>>>>>

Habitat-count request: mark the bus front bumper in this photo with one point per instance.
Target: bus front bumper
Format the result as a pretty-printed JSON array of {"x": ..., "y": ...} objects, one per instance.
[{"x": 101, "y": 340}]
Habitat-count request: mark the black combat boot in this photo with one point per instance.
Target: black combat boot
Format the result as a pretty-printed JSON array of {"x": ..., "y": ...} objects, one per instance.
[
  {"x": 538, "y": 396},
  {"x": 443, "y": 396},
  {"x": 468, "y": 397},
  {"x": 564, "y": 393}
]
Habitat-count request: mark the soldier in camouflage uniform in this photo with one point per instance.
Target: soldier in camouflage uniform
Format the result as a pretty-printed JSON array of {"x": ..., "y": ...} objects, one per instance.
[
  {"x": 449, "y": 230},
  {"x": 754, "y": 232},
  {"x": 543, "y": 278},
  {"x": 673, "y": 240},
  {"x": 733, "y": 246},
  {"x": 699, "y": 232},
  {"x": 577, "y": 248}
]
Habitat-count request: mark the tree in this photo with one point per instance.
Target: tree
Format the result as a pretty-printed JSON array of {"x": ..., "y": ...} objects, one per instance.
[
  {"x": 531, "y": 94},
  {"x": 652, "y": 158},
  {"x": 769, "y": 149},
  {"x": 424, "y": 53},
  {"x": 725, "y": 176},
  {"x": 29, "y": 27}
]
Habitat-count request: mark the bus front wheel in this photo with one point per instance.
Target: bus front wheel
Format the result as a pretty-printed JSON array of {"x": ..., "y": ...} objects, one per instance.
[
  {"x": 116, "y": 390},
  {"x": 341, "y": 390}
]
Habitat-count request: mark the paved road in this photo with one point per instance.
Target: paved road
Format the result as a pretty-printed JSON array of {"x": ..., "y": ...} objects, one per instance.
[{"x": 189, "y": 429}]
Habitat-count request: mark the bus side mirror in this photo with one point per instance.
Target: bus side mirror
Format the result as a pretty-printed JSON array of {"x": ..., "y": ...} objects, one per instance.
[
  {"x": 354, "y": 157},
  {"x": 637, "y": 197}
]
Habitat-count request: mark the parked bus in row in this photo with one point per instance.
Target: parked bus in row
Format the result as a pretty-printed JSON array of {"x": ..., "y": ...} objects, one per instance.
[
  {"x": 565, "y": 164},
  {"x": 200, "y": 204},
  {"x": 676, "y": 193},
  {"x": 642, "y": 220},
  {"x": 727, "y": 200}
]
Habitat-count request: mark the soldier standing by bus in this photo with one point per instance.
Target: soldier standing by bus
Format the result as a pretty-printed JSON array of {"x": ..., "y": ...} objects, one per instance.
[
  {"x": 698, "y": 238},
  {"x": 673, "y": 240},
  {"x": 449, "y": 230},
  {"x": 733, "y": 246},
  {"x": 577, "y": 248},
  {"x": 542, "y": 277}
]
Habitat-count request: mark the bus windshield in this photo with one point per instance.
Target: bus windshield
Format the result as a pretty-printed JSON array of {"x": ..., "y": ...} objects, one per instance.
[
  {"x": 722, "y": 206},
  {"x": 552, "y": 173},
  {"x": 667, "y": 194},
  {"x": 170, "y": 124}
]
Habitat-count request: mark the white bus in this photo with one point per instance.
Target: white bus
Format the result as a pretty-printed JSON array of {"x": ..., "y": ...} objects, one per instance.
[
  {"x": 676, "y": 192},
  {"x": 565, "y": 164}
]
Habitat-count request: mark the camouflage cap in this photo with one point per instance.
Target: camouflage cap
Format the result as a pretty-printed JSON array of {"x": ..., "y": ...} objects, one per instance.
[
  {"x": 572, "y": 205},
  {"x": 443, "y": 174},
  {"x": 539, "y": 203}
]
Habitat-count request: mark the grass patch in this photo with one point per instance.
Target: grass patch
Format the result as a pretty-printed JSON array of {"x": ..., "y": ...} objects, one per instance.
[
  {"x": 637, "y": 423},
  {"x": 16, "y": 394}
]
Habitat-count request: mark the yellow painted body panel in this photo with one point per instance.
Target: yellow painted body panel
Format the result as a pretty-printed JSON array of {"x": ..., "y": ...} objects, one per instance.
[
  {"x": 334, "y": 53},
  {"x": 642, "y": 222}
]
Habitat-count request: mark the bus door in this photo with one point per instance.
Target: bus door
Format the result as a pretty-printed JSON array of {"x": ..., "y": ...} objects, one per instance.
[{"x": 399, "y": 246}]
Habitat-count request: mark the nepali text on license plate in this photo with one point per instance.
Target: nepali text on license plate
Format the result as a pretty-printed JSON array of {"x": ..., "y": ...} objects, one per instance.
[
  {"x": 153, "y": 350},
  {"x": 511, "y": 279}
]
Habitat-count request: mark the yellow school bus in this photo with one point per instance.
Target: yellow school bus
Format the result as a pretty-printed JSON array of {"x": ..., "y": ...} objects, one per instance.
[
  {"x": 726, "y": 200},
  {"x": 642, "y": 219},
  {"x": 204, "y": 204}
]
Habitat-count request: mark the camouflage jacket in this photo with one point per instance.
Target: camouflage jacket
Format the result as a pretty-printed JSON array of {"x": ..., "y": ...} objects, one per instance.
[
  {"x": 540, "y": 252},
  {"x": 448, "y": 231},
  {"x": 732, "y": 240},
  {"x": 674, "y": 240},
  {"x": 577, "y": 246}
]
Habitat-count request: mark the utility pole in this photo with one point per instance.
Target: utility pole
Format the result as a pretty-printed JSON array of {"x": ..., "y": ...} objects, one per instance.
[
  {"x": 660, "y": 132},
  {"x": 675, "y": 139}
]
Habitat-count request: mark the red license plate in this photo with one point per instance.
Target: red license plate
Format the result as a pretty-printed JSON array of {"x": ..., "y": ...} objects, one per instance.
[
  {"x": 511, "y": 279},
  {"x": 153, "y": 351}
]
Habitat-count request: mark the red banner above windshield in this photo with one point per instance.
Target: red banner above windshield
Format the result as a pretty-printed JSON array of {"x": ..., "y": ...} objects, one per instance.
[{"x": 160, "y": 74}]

<<<<<

**Task goal:**
Copy out word for word the lines starting with the one that contains "Habitat-count request: mark the red license" and running through the final line of the records, both ends included.

**Full solution:**
Habitat-count request: mark the red license plate in this photo with one point per instance.
Target: red license plate
Format the result as a pretty-printed JSON array of {"x": ..., "y": ...} objects, one per instance.
[
  {"x": 511, "y": 279},
  {"x": 153, "y": 351}
]
Habitat-count request: mark the red banner above windshield in this photo with one point per instance.
Target: red banner above windshield
Format the result as a pretty-printed JSON array of {"x": ..., "y": ...} objects, one per instance.
[{"x": 160, "y": 74}]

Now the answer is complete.